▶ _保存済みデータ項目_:
>>

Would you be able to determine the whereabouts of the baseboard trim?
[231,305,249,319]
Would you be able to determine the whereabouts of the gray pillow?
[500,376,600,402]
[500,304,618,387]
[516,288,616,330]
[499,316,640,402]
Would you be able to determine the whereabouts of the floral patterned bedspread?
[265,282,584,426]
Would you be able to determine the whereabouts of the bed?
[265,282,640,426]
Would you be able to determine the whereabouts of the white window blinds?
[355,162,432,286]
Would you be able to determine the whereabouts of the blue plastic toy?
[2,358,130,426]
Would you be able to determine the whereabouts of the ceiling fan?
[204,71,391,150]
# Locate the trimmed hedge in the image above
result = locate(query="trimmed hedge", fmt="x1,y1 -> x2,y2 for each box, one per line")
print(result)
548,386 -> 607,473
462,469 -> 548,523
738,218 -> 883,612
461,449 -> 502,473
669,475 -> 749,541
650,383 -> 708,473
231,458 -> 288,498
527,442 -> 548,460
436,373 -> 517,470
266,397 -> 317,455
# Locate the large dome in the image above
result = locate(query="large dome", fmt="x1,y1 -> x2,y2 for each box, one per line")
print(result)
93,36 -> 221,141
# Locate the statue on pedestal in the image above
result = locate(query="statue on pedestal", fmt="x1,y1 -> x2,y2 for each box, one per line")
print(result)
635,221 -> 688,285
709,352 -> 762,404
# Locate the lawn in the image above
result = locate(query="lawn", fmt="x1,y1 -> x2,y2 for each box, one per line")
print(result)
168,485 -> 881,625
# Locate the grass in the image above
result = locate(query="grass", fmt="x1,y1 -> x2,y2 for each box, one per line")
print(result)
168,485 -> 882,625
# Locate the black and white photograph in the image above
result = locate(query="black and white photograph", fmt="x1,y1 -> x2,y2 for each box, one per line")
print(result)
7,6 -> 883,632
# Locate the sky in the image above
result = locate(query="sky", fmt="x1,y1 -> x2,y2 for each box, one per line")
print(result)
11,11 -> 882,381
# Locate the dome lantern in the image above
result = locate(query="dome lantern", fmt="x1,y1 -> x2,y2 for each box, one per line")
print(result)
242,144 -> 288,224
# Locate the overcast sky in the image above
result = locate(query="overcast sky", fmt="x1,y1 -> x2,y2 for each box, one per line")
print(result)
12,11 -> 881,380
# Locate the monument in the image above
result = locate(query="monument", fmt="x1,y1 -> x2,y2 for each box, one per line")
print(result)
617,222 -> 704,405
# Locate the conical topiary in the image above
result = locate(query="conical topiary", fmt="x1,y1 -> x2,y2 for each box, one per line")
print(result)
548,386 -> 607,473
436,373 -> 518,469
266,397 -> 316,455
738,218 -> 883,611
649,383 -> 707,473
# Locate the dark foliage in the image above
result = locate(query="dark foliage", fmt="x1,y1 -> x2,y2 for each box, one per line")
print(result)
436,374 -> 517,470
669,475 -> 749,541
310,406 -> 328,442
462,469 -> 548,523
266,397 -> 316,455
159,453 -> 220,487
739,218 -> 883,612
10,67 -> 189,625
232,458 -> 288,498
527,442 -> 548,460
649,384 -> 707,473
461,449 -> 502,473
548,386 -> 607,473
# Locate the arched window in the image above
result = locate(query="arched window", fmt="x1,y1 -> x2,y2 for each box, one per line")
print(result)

<<

▶ _実施タスク_:
上記のレコードを空行を除いて全行Markdownの表に入れてください。列名は「番号」と「内容」とし、行番号とその行の文字列を記載してください。

▶ _正解出力_:
| 番号 | 内容 |
|---|---|
| 1 | Would you be able to determine the whereabouts of the baseboard trim? |
| 2 | [231,305,249,319] |
| 3 | Would you be able to determine the whereabouts of the gray pillow? |
| 4 | [500,376,600,402] |
| 5 | [500,304,618,387] |
| 6 | [516,288,616,330] |
| 7 | [499,316,640,402] |
| 8 | Would you be able to determine the whereabouts of the floral patterned bedspread? |
| 9 | [265,282,584,426] |
| 10 | Would you be able to determine the whereabouts of the bed? |
| 11 | [265,282,640,426] |
| 12 | Would you be able to determine the whereabouts of the white window blinds? |
| 13 | [355,162,432,286] |
| 14 | Would you be able to determine the whereabouts of the blue plastic toy? |
| 15 | [2,358,130,426] |
| 16 | Would you be able to determine the whereabouts of the ceiling fan? |
| 17 | [204,71,391,150] |
| 18 | # Locate the trimmed hedge in the image above |
| 19 | result = locate(query="trimmed hedge", fmt="x1,y1 -> x2,y2 for each box, one per line") |
| 20 | print(result) |
| 21 | 548,386 -> 607,473 |
| 22 | 462,469 -> 548,523 |
| 23 | 738,218 -> 883,612 |
| 24 | 461,449 -> 502,473 |
| 25 | 669,475 -> 749,541 |
| 26 | 650,383 -> 708,473 |
| 27 | 231,458 -> 288,498 |
| 28 | 527,442 -> 548,460 |
| 29 | 436,373 -> 517,470 |
| 30 | 266,397 -> 317,455 |
| 31 | # Locate the large dome in the image above |
| 32 | result = locate(query="large dome", fmt="x1,y1 -> x2,y2 for each box, one per line") |
| 33 | print(result) |
| 34 | 93,36 -> 221,141 |
| 35 | # Locate the statue on pedestal in the image above |
| 36 | result = locate(query="statue on pedestal", fmt="x1,y1 -> x2,y2 for each box, one per line") |
| 37 | print(result) |
| 38 | 635,221 -> 688,285 |
| 39 | 709,352 -> 762,404 |
| 40 | # Locate the lawn in the image above |
| 41 | result = locate(query="lawn", fmt="x1,y1 -> x2,y2 for each box, one per line") |
| 42 | print(result) |
| 43 | 168,485 -> 881,625 |
| 44 | # Locate the grass in the image above |
| 45 | result = locate(query="grass", fmt="x1,y1 -> x2,y2 for each box, one per line") |
| 46 | print(result) |
| 47 | 168,485 -> 882,625 |
| 48 | # Locate the black and white photograph in the image above |
| 49 | result = locate(query="black and white photograph", fmt="x1,y1 -> x2,y2 for each box, one per line") |
| 50 | print(result) |
| 51 | 7,6 -> 883,632 |
| 52 | # Locate the sky in the image above |
| 53 | result = locate(query="sky", fmt="x1,y1 -> x2,y2 for each box, one per line") |
| 54 | print(result) |
| 55 | 11,11 -> 882,381 |
| 56 | # Locate the dome lantern in the image above |
| 57 | result = locate(query="dome lantern", fmt="x1,y1 -> x2,y2 for each box, one per line") |
| 58 | print(result) |
| 59 | 242,144 -> 288,224 |
| 60 | # Locate the overcast sky in the image above |
| 61 | result = locate(query="overcast sky", fmt="x1,y1 -> x2,y2 for each box, one per line") |
| 62 | print(result) |
| 63 | 12,11 -> 881,380 |
| 64 | # Locate the monument in the image above |
| 65 | result = locate(query="monument", fmt="x1,y1 -> x2,y2 for each box, one per line") |
| 66 | print(result) |
| 67 | 617,222 -> 704,405 |
| 68 | # Locate the conical topiary in the image above |
| 69 | result = locate(query="conical topiary", fmt="x1,y1 -> x2,y2 for each box, one per line") |
| 70 | print(result) |
| 71 | 548,386 -> 607,473 |
| 72 | 436,373 -> 518,469 |
| 73 | 266,397 -> 316,455 |
| 74 | 738,218 -> 883,611 |
| 75 | 649,383 -> 707,473 |
| 76 | # Locate the dark foliage in the image above |
| 77 | result = locate(query="dark foliage", fmt="x1,y1 -> x2,y2 for each box, one per line") |
| 78 | print(result) |
| 79 | 436,374 -> 517,470 |
| 80 | 669,475 -> 749,541 |
| 81 | 310,406 -> 328,442 |
| 82 | 462,469 -> 548,523 |
| 83 | 266,397 -> 316,455 |
| 84 | 159,453 -> 220,487 |
| 85 | 739,218 -> 883,612 |
| 86 | 10,67 -> 189,625 |
| 87 | 232,458 -> 288,498 |
| 88 | 527,442 -> 548,460 |
| 89 | 649,384 -> 707,473 |
| 90 | 461,449 -> 502,473 |
| 91 | 548,386 -> 607,473 |
| 92 | # Locate the arched window in the image above |
| 93 | result = locate(query="arched window", fmt="x1,y1 -> x2,y2 for each box, one per line") |
| 94 | print(result) |